[[ EXERCISE DATA, beginning ]]

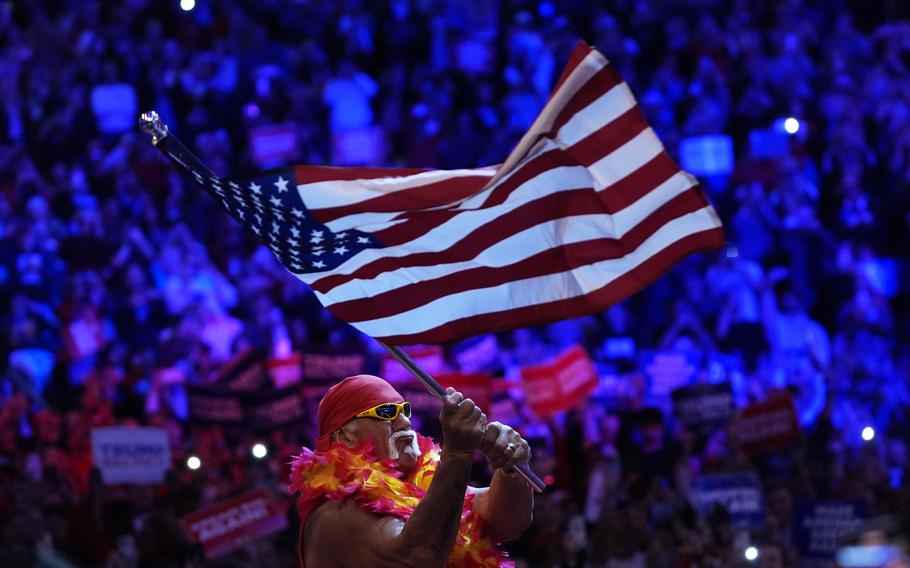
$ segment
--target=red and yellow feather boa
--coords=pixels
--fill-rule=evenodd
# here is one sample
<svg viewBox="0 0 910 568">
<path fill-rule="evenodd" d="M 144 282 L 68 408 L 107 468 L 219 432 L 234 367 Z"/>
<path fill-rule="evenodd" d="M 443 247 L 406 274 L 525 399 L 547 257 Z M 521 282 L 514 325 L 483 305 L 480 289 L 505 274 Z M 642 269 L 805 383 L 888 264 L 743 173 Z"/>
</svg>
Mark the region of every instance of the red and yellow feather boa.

[[ EXERCISE DATA, end ]]

§ **TASK ITEM**:
Your response should be the lines of the entries above that include the string "evenodd".

§ **THE COMPLETED TASK**:
--fill-rule=evenodd
<path fill-rule="evenodd" d="M 144 282 L 68 408 L 107 468 L 219 432 L 234 367 Z"/>
<path fill-rule="evenodd" d="M 443 247 L 406 274 L 525 399 L 547 257 Z M 521 282 L 514 325 L 483 305 L 480 289 L 505 274 Z M 642 269 L 805 383 L 888 264 L 743 173 Z"/>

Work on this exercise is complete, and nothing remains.